Posts Tagged ‘Paul Gillin’

Podcasting with David Meerman Scott and Paul Gillin from 2008For our recent eBook “The Social Marketing Funnel: Driving Business Value with Social Marketing“, we interviewed a number of leading marketing strategists and experts in social media. Many of their insights are in the eBook, but we weren’t able to use everything they shared with us. Beginning with this blogpost and continuing over the next several weeks, I’ll share some additional pearls of wisdom from those interviews.

B2B marketers often ask how they can apply principles of social media marketing to their business. Two of the experts we interviewed for the eBook offered advice specifically for B2B companies, so I thought that would be a good place to start. In this installment, Paul Gillin, a veteran technology journalist who advises marketers and business executives on strategies to optimize use of social media and online channels, and David Meerman Scott, an internationally recognized marketing strategist, seminar leader, keynote speaker and author, offer advice to B2B marketers.

If B2B companies do nothing else in the social realm, they should focus on search engine optimization, advises Gillin, who recently co-authored a book about B2B social media marketing. “There is a limited domain of keywords that people use when they’re looking for solutions, so if you optimize through various channels for those keywords, that’s the low-hanging fruit of lead generation.” He recommends not only a search-optimized web site, but also a blog for its power to attract buyers. Blogs are “the closest thing to a no-brainer for B2B in social media terms because of their excellent search engine performance.”

Similarly, search rank is the first social media metric that comes to mind for David. “Smart companies understand what it is that their potential customers are searching on because they’ve actually interviewed their potential customers,” he says. That deep understanding allows companies to develop salient social media content that incorporates the terms and phrases used by customers. “Create content not for your own ego, but for the people that you’re trying to reach. The biggest failure I see are companies that just create content about their products and services in an egotistical way. They don’t understand the people they’re trying to reach.”

Gillin suggests a couple of examples of the benefits of thinking like a customer. A maker of portable computers might prefer to describe its products as “notebook” computers, but a far larger volume of search queries use the term “laptop.” Walmart calls its people “associates,” but that term won’t do it much good in reaching searchers who use the far more common term “employee.”

There are myriad resources for marketers at B2B companies to identify the specific terms customers care about. Gillin suggests marketers turn to the people inside their organization who are closest to the customers: the engineers, the service people, product designers and product support teams. The idea is “not necessarily for you to be that source, but for you as the marketer to translate that expertise” with a goal to “speak in the language of the customer.”

“You are part of a team,” says David, “and your part in that team is to be able to create really interesting content.”

Social marketing presents a number of other opportunities for B2B marketers. For instance, interaction in the social realm can help identify new customers. Gillin recommends monitoring social platforms such as LinkedIn, as well as highly specialized vertical platforms, where individuals are asking questions relevant to your company’s products and services.

[Stored data entries]
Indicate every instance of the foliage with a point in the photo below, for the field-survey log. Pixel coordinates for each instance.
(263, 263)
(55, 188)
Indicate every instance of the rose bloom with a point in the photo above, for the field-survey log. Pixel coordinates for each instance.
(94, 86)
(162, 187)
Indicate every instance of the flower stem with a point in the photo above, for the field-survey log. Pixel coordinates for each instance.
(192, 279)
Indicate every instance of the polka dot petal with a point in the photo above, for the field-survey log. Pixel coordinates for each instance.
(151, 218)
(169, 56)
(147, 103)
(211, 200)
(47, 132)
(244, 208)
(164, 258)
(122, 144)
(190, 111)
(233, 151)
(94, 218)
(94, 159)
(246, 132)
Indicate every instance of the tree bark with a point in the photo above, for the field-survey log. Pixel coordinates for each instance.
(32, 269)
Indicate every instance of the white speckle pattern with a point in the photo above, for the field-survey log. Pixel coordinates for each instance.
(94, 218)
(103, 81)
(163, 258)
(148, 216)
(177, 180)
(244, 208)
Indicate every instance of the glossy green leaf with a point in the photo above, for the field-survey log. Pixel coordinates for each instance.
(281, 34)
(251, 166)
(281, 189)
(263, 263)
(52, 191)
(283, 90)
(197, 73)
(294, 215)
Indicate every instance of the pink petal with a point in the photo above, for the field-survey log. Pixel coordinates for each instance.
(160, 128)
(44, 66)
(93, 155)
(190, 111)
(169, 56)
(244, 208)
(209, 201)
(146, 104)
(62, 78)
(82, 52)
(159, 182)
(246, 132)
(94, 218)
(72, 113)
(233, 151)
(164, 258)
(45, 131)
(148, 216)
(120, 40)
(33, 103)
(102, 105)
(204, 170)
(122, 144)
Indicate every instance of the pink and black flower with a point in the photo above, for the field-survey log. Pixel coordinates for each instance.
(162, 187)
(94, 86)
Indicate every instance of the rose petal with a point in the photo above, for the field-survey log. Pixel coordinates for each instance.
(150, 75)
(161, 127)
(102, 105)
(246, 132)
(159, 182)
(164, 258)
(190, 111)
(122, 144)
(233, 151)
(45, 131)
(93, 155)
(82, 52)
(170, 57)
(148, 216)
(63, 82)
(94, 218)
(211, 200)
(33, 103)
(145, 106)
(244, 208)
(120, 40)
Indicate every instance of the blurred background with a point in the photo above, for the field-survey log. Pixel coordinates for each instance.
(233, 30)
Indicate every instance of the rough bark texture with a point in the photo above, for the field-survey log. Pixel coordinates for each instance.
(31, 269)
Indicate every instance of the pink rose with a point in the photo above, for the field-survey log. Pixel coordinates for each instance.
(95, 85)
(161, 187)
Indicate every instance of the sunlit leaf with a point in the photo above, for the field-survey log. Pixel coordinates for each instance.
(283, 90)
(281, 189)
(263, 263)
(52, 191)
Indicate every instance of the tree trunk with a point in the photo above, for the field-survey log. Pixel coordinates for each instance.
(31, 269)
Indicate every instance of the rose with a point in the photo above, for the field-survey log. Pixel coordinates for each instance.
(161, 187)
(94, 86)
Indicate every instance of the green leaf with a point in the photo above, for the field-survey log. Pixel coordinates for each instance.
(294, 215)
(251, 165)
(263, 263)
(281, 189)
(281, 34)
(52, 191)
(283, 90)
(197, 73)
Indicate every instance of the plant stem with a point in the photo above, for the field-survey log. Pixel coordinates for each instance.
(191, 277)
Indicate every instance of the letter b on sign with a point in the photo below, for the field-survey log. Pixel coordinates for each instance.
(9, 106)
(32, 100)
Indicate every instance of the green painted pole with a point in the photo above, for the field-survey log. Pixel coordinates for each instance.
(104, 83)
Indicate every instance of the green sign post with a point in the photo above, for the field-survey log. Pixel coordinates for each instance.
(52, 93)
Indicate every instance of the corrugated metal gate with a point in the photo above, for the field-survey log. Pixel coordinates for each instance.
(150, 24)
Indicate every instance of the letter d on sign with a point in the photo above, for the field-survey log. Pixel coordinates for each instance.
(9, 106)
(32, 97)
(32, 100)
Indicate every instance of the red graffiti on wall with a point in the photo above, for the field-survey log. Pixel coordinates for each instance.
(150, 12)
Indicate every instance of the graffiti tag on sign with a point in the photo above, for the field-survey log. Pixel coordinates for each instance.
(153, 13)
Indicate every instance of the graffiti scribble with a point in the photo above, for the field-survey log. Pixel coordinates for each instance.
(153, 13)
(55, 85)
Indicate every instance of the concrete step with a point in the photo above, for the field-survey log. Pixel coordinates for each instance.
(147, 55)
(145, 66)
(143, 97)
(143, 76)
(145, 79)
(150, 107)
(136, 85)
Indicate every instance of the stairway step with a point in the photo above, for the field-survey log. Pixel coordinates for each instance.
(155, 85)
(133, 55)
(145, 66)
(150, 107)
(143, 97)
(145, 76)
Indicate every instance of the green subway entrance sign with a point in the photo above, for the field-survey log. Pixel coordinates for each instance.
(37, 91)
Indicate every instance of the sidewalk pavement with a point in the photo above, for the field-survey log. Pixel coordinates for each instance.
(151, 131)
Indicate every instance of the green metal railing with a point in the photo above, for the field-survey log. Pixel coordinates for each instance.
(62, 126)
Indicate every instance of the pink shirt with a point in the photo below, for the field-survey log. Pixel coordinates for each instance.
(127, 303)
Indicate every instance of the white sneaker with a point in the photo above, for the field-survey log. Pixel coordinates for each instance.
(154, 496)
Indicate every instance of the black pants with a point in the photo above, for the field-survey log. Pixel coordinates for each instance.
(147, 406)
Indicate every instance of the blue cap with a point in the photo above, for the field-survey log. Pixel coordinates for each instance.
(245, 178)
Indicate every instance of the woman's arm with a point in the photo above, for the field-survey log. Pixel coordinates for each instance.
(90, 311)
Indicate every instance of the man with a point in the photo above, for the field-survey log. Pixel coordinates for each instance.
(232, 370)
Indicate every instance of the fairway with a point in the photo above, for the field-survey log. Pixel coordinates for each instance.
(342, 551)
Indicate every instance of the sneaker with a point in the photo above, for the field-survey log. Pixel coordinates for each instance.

_Tasks_:
A: In the blog post, what term do far more search queries use than "notebook" when describing portable computers?
B: Count the lines of the records that contain the string "step" and give only that number.
The blog post and the records are unrelated pieces of material.

_Answers per task_:
A: "Laptop."

B: 2